The task:
From the line that contains "In the photograph above, where can the wooden tool" to the last line of the records below, copy everything exactly, both ends included.
== Records ==
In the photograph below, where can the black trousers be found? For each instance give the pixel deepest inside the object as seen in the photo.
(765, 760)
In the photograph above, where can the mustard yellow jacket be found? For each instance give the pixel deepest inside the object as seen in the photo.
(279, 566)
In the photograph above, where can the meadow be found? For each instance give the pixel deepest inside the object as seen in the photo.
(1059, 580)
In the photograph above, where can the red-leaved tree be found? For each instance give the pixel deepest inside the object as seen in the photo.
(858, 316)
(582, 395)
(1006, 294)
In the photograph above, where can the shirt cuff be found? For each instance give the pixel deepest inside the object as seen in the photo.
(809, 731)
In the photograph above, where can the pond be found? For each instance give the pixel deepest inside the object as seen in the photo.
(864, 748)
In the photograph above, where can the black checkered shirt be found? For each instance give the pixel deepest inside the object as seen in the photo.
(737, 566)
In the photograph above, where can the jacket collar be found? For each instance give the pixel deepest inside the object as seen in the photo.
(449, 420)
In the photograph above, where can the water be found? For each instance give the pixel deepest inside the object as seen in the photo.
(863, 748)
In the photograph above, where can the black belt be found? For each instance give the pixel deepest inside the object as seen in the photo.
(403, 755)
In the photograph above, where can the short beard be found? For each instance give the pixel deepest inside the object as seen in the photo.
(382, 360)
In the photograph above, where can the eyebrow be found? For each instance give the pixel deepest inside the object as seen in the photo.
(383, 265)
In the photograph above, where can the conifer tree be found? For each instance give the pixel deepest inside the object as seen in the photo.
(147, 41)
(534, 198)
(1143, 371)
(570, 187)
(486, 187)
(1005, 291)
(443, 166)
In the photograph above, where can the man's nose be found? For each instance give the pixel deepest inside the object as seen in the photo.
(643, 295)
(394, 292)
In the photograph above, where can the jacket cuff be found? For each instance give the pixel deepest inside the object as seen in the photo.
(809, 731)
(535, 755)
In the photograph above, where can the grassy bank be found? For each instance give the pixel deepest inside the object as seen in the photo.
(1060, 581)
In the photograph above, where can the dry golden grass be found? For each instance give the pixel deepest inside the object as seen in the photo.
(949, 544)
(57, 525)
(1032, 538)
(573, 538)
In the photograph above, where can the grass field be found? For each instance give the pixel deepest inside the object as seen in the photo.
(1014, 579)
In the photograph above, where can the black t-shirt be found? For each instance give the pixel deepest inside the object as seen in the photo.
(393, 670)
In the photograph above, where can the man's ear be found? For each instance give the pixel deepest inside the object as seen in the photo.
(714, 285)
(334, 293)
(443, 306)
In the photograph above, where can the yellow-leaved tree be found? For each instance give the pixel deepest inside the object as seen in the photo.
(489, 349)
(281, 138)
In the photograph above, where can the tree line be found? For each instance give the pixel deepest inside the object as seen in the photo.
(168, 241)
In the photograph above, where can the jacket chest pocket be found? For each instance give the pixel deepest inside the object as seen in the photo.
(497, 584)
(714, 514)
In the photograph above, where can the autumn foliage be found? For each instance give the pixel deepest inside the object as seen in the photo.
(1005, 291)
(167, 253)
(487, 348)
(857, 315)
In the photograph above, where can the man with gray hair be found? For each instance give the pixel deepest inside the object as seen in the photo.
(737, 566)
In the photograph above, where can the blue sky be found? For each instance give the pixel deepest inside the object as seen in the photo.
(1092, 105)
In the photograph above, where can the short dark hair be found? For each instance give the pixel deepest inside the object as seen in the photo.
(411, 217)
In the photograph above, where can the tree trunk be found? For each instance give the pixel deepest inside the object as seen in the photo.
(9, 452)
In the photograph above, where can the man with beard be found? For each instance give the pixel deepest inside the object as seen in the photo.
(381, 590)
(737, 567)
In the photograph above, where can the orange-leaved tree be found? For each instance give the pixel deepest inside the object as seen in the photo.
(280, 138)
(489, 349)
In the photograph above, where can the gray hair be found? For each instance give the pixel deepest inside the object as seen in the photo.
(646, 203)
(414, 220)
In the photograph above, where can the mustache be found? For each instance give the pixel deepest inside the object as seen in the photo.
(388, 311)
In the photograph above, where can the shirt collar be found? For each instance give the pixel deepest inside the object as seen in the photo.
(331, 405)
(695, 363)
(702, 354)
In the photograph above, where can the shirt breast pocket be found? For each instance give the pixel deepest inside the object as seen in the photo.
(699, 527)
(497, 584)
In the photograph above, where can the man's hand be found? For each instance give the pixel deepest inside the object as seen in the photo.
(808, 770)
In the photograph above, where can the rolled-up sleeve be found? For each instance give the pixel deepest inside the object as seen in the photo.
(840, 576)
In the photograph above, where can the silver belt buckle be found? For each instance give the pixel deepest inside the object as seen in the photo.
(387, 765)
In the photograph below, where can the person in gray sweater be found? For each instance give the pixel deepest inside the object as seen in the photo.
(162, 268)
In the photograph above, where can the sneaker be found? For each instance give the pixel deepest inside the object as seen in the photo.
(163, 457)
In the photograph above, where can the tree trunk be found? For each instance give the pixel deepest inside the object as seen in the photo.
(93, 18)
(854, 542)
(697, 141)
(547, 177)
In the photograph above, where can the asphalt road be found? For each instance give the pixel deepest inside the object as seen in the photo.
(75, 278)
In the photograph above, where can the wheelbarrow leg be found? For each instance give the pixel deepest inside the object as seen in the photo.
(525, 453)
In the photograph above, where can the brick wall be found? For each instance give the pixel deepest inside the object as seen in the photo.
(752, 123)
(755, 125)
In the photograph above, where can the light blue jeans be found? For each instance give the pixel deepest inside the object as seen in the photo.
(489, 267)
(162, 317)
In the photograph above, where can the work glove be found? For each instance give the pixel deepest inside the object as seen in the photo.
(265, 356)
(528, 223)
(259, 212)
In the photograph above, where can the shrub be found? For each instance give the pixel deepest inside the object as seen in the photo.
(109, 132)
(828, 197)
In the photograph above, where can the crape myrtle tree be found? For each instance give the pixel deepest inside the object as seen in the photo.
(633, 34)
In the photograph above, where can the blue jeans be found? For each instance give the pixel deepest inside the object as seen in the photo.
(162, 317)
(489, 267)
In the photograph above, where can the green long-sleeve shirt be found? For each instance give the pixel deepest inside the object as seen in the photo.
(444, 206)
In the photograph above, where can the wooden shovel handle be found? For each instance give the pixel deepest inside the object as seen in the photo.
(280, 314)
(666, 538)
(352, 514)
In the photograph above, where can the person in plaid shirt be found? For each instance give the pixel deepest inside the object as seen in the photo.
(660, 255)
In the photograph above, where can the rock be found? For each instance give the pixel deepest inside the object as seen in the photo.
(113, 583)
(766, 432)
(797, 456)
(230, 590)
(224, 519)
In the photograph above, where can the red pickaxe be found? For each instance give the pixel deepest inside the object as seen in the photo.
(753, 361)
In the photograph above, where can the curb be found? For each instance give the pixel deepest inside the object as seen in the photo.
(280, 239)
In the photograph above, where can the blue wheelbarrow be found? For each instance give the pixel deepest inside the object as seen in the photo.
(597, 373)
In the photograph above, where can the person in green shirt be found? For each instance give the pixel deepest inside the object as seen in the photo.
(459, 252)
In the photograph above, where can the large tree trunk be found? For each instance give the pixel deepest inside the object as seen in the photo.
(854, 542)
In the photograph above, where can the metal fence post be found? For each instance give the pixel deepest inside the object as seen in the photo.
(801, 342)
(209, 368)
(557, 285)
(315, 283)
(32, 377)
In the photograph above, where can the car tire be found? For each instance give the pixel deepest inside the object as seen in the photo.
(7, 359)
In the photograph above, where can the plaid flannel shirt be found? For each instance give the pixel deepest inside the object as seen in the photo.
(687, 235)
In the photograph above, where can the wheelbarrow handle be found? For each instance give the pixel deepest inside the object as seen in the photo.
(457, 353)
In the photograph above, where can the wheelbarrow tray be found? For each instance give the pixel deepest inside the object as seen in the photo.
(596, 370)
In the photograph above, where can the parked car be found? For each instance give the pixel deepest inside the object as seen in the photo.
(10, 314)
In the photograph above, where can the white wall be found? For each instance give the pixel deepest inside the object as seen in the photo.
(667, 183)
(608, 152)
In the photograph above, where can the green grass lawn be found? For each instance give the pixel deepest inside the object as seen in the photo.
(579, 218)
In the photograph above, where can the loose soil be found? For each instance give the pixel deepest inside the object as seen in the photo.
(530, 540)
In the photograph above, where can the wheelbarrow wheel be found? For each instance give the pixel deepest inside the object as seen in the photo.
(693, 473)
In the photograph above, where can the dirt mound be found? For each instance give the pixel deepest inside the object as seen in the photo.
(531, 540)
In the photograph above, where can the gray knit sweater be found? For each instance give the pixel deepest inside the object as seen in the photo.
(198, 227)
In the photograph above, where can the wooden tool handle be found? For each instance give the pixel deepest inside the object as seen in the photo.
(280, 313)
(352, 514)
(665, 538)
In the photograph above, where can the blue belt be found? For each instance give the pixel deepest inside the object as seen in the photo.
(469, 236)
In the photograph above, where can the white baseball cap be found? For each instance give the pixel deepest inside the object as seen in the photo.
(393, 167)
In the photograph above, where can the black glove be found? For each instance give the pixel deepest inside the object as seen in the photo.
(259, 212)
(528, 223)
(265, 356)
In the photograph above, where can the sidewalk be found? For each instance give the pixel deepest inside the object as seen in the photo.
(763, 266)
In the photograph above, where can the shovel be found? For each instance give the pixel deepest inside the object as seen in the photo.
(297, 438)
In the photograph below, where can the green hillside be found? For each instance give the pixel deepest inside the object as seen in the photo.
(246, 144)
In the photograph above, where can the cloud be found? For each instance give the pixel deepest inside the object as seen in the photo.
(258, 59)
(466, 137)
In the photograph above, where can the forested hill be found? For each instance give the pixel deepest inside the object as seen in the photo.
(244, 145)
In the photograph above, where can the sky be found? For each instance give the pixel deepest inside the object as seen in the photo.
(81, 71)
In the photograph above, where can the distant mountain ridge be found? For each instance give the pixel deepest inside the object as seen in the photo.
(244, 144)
===
Reply to the task:
In the photograph above, where can the wooden tool handle be found? For each instance give the pixel deepest inside the object as seen in the photo.
(280, 313)
(352, 514)
(665, 538)
In the photograph above, where can the blue belt be found? For each instance give the pixel deepest inside the object as seen in the photo.
(469, 236)
In the photograph above, where can the white baseball cap be found? For each instance give the pixel deepest inside the object as seen in the photo.
(393, 167)
In the photograph above, where can the black glove be found? For each instance give the pixel deepest inside the object as seen in the photo.
(259, 212)
(528, 223)
(265, 356)
In the photograph above, where can the sidewalk be found? For each instance give the pixel deepest inside the object as seen in the photo.
(763, 266)
In the photograph above, where can the shovel be found? For each instance give the pixel deepest inside the object as seen in the photo.
(297, 438)
In the photograph below, where can the green hillside be found? For each instance give the pixel deepest inside the object as seen in the photo.
(246, 144)
In the photograph above, where can the cloud be found? For each instance give the pixel deepest inside the object as seen in the photo.
(258, 59)
(466, 137)
In the photograph above, where can the forested hill be found? For each instance give the pixel deepest inside the object as seen in the photo.
(244, 145)
In the photograph above, where can the sky be found? For each instance give the pixel deepest inside the object as seen in the photo.
(81, 71)
In the photograph above, where can the distant mountain ridge be found? For each instance give the pixel deepest inside the object as seen in the photo.
(244, 144)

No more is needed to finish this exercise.